══ SOURCE RECORDS
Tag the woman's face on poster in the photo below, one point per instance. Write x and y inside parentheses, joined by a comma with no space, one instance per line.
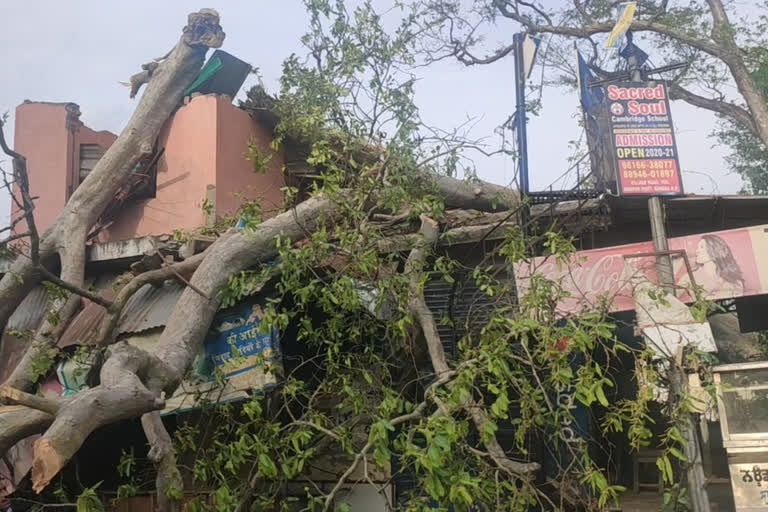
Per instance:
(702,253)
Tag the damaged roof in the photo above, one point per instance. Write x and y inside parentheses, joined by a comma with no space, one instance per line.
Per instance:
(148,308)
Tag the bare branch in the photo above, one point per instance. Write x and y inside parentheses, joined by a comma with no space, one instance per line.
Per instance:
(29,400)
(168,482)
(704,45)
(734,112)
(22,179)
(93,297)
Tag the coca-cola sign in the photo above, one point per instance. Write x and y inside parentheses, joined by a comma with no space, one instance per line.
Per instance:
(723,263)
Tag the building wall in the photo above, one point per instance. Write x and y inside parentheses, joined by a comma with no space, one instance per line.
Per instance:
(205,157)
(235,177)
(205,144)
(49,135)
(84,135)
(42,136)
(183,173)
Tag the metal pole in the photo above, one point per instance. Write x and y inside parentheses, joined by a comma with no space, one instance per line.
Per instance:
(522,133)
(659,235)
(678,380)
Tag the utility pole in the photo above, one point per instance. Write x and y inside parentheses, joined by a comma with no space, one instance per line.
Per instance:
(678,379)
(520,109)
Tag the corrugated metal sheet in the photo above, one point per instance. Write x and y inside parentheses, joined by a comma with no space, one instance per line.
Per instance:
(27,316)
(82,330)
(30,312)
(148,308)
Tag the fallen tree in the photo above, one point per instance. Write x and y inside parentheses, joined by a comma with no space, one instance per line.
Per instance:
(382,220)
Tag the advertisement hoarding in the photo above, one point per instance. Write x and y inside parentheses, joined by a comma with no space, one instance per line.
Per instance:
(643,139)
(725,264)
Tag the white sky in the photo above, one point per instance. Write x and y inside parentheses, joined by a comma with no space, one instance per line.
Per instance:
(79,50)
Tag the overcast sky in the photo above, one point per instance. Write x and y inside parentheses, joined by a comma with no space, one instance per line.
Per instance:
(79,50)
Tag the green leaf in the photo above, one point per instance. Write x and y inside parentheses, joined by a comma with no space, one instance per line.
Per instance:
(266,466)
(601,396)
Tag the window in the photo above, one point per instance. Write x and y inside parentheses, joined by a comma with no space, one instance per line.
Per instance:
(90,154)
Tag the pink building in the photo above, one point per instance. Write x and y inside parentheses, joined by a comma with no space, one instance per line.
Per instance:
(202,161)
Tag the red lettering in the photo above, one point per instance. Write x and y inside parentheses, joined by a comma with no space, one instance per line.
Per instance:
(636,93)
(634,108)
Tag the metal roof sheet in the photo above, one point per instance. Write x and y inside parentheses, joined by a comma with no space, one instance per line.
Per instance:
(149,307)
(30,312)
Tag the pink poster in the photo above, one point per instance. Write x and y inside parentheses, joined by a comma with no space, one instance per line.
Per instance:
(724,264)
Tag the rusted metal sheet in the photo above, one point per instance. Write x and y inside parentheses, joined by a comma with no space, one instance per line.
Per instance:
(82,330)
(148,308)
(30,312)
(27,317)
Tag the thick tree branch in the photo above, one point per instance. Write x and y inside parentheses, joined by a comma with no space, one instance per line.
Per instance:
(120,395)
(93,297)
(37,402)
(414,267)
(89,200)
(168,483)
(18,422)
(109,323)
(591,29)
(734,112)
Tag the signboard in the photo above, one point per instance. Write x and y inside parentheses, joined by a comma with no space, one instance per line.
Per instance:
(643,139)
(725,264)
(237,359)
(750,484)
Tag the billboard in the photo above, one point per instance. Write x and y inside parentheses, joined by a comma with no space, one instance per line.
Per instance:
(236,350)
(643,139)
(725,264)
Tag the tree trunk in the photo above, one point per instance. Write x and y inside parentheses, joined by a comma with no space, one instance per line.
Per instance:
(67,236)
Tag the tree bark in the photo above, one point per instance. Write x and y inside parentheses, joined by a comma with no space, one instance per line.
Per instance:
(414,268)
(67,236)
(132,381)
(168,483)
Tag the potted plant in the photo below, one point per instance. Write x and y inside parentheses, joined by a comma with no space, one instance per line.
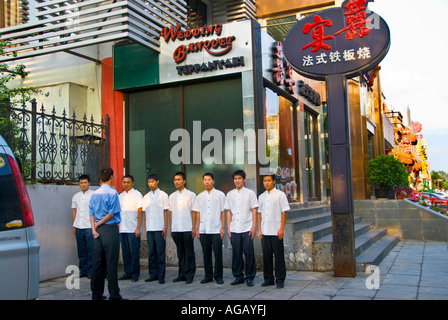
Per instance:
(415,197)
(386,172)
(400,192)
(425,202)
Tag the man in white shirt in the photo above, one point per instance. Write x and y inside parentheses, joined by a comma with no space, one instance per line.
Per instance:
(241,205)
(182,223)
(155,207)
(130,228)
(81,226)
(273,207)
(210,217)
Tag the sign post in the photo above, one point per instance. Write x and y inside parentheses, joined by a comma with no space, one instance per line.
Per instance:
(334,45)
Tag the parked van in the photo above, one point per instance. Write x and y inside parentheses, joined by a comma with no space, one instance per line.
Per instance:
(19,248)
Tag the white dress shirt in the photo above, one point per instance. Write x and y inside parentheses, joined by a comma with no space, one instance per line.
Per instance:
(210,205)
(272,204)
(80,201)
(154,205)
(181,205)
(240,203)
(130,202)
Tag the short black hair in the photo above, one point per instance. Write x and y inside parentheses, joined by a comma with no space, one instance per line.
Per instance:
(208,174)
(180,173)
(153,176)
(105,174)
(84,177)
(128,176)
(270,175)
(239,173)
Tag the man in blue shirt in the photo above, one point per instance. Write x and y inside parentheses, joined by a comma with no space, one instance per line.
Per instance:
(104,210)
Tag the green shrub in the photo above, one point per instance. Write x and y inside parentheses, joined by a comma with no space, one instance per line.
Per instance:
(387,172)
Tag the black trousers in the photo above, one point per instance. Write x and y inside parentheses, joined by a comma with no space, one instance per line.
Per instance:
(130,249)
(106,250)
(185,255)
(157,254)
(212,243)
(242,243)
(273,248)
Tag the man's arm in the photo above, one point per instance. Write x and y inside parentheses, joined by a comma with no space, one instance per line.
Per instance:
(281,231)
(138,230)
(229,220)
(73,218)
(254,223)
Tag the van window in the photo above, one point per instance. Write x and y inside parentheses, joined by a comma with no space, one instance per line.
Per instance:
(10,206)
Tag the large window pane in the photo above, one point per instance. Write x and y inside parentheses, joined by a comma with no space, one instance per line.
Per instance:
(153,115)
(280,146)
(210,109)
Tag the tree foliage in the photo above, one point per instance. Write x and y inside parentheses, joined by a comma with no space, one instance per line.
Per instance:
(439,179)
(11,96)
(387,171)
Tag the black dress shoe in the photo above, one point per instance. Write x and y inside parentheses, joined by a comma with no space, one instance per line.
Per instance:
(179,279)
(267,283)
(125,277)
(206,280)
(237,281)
════
══ SOURCE RECORDS
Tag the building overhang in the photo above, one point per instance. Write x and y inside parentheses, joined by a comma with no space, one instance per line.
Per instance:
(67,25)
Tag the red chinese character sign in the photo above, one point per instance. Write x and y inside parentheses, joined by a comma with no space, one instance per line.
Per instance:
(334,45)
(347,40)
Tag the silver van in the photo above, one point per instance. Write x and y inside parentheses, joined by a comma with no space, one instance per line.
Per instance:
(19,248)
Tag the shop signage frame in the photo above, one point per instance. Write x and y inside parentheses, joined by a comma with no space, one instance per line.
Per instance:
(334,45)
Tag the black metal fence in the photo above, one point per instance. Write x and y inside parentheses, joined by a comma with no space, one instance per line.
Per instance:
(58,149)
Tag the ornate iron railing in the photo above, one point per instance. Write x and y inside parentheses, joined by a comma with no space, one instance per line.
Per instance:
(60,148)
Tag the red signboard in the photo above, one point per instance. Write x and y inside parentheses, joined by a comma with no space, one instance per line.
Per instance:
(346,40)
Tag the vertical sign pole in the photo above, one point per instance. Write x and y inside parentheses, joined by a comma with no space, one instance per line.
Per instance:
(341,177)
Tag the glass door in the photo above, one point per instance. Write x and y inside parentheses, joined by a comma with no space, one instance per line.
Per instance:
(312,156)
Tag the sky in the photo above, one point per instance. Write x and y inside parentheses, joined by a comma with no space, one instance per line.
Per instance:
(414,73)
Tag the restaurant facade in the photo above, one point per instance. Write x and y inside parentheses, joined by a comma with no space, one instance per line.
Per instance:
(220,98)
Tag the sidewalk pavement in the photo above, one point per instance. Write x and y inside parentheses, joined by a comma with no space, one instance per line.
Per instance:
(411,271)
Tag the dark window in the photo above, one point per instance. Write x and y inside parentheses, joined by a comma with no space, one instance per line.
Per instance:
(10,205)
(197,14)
════
Now copy each line of the entries that mentions "shirt".

* _RESPONSE AREA_:
Tag the man in white shirt in the photo above, one point per instance. Write x and y inside parentheses, joined by a comma with no space, one instance per line.
Tag the white dress shirt in the photo above, one point per instance. Write x and y inside parentheses, joined by a comma with no space, one instance per line.
Tag the man in blue shirt in the photo above, one point per instance. Write x and y inside parentheses, joined by a comma with no space, one instance per line.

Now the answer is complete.